→ **Exercise directions**
Extract every line of the listing below that contains the word "calm", and reproduce each line in full in its original order.

→ **Supplied data**

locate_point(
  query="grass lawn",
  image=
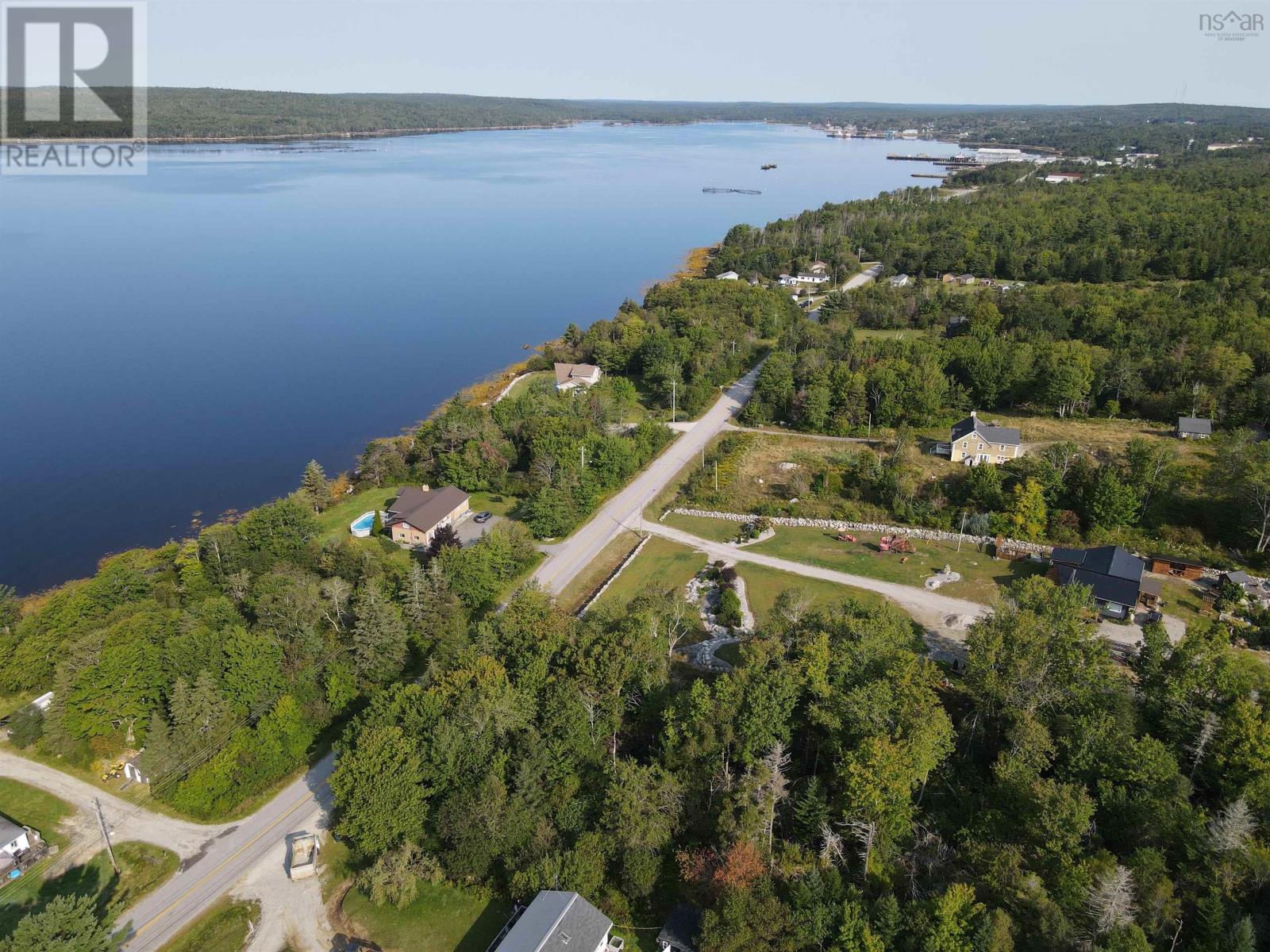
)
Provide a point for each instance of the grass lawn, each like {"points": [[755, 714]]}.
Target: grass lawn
{"points": [[981, 574], [889, 333], [1181, 600], [444, 918], [222, 928], [33, 808], [595, 575], [143, 867], [713, 530], [764, 584], [662, 565], [524, 385]]}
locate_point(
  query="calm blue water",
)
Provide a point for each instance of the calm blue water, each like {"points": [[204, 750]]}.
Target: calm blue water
{"points": [[188, 340]]}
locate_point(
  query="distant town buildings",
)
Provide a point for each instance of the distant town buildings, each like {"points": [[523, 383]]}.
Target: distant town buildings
{"points": [[991, 156], [976, 442]]}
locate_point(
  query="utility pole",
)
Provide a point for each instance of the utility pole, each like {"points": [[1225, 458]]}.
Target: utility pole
{"points": [[106, 835]]}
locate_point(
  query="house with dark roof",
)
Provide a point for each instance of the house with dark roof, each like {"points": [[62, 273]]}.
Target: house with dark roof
{"points": [[1114, 575], [681, 931], [976, 442], [560, 922], [418, 512], [1194, 428], [572, 376]]}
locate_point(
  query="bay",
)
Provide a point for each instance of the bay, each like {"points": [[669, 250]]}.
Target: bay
{"points": [[188, 340]]}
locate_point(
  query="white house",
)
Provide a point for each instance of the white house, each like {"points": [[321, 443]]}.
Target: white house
{"points": [[571, 376], [812, 278], [13, 838], [133, 772]]}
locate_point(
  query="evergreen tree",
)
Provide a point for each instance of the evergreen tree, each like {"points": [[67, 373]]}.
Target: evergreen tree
{"points": [[314, 486], [379, 636], [67, 924]]}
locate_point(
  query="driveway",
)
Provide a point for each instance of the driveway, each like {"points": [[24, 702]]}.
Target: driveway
{"points": [[625, 511], [229, 858], [124, 819], [469, 530]]}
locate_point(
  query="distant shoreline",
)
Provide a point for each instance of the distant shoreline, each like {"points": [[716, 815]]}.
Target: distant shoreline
{"points": [[289, 136]]}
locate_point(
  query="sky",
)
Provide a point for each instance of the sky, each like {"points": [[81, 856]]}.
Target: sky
{"points": [[939, 51]]}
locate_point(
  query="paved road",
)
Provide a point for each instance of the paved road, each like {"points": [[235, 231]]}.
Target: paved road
{"points": [[225, 860], [944, 617], [625, 511]]}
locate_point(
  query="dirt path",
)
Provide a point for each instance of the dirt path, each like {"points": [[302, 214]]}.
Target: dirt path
{"points": [[290, 912], [941, 615]]}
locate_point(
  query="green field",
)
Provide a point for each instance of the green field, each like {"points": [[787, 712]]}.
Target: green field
{"points": [[662, 565], [713, 530], [982, 575], [143, 869], [33, 808], [764, 584], [441, 919], [222, 928]]}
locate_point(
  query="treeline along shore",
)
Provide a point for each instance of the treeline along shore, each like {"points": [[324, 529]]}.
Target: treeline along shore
{"points": [[179, 114]]}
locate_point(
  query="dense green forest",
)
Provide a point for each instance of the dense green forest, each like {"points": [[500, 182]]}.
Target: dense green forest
{"points": [[835, 791], [1146, 296], [1100, 131]]}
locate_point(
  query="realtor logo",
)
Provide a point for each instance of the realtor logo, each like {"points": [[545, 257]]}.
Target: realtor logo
{"points": [[74, 98], [1231, 25]]}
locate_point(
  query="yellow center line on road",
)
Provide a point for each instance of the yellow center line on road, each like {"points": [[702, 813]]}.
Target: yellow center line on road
{"points": [[232, 857]]}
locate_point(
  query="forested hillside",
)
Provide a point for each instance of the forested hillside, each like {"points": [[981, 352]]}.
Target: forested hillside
{"points": [[1102, 131]]}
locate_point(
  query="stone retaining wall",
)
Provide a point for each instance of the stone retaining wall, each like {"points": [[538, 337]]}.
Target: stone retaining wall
{"points": [[911, 531], [842, 526]]}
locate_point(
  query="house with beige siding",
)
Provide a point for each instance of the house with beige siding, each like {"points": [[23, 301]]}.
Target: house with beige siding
{"points": [[977, 442], [418, 512]]}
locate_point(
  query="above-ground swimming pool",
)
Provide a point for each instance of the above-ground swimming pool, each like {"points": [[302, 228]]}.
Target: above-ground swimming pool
{"points": [[362, 524]]}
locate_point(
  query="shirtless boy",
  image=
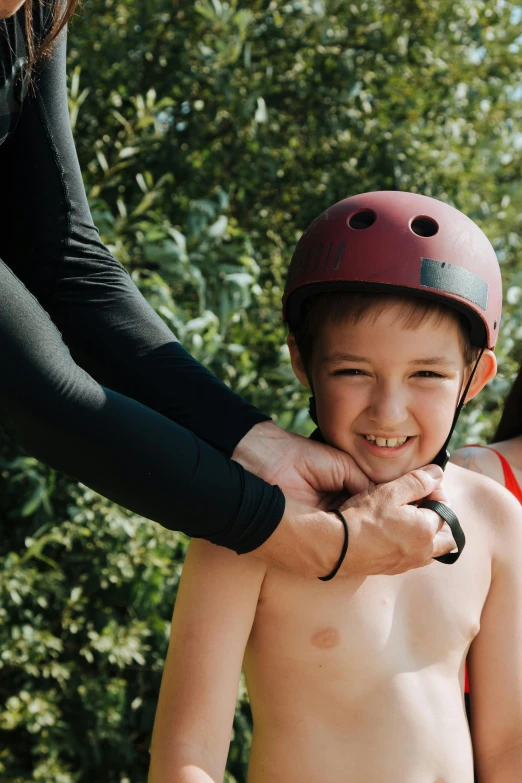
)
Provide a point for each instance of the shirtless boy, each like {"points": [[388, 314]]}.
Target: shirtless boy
{"points": [[391, 297]]}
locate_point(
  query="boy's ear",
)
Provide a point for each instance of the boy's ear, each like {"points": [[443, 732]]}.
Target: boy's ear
{"points": [[297, 362], [486, 370]]}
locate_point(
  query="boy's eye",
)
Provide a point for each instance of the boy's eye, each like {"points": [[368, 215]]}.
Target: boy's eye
{"points": [[428, 374], [349, 371]]}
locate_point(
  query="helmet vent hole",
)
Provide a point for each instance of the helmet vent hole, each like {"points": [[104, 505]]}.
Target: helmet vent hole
{"points": [[362, 220], [424, 227]]}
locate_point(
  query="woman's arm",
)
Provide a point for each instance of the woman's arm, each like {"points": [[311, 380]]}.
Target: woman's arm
{"points": [[495, 658], [215, 610], [48, 238]]}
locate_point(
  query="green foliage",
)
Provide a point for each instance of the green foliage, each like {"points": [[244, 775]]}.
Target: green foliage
{"points": [[210, 134]]}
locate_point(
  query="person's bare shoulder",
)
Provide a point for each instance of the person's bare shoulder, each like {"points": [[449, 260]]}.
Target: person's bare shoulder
{"points": [[492, 505], [483, 461]]}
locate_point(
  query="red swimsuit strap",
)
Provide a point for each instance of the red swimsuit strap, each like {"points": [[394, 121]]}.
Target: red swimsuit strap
{"points": [[509, 477]]}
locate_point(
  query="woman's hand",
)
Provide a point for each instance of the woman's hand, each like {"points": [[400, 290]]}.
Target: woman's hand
{"points": [[388, 535], [310, 472]]}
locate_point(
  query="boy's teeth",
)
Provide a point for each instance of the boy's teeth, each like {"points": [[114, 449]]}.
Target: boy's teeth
{"points": [[390, 443]]}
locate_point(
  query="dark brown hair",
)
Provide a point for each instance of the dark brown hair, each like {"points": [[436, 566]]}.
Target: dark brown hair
{"points": [[338, 306], [510, 424], [62, 10]]}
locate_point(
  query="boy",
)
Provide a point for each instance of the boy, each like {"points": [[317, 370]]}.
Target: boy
{"points": [[393, 303]]}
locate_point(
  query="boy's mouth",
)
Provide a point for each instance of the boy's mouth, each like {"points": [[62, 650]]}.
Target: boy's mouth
{"points": [[387, 443]]}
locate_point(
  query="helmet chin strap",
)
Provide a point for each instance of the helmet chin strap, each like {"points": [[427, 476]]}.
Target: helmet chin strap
{"points": [[443, 456]]}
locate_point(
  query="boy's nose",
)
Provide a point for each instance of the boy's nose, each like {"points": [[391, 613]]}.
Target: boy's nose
{"points": [[388, 408]]}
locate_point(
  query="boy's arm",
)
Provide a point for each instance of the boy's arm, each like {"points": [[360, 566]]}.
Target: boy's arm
{"points": [[214, 613], [495, 659]]}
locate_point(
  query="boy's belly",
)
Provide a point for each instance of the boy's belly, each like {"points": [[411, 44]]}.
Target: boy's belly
{"points": [[362, 681], [414, 731]]}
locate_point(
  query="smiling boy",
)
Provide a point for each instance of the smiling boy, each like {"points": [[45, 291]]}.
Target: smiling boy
{"points": [[361, 680]]}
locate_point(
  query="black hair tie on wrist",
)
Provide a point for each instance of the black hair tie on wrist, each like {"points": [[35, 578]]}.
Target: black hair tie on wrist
{"points": [[343, 550]]}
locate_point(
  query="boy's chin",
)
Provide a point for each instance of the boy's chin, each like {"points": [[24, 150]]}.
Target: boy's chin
{"points": [[382, 474]]}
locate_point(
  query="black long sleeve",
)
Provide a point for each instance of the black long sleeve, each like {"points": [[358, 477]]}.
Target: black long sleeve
{"points": [[142, 452]]}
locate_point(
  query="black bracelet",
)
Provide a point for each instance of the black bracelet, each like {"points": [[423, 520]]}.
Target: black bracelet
{"points": [[344, 549]]}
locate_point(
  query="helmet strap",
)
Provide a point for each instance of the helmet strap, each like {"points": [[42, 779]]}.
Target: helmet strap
{"points": [[312, 409], [443, 456]]}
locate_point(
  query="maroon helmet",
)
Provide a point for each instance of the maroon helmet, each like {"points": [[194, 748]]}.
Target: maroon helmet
{"points": [[403, 243]]}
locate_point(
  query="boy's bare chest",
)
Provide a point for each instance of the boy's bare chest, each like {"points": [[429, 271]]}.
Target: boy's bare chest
{"points": [[374, 626]]}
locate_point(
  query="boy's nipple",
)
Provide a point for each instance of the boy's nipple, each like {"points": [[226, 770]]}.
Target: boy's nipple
{"points": [[326, 638]]}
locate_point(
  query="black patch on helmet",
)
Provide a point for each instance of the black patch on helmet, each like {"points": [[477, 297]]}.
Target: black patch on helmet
{"points": [[454, 280]]}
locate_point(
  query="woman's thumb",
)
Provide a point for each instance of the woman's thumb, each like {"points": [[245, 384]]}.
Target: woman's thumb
{"points": [[417, 484]]}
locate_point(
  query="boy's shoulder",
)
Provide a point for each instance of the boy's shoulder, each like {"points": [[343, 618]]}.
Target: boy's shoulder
{"points": [[476, 495], [480, 460]]}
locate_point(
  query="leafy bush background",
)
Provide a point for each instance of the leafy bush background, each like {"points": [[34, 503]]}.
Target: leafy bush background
{"points": [[210, 134]]}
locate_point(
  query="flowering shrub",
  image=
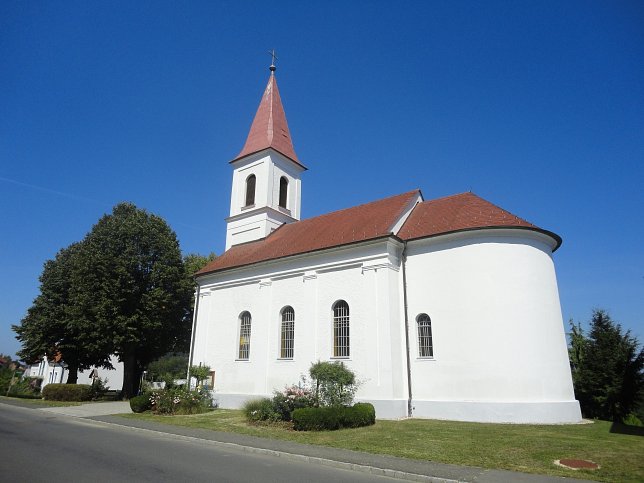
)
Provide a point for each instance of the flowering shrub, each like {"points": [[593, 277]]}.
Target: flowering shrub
{"points": [[260, 410], [292, 398], [178, 400]]}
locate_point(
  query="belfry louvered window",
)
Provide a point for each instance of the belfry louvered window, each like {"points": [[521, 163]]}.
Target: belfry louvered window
{"points": [[341, 329], [250, 190], [283, 191], [244, 336], [425, 344], [287, 336]]}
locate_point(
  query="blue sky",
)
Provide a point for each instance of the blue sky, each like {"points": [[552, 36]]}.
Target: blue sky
{"points": [[535, 106]]}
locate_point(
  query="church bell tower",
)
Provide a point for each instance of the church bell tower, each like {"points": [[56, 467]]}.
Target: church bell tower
{"points": [[266, 189]]}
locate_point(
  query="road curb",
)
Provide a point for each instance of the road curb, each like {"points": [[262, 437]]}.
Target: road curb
{"points": [[373, 470]]}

→ **Solution for this task**
  query="calm blue water",
Provide a point for each instance of the calm blue water, each like {"points": [[204, 750]]}.
Target: calm blue water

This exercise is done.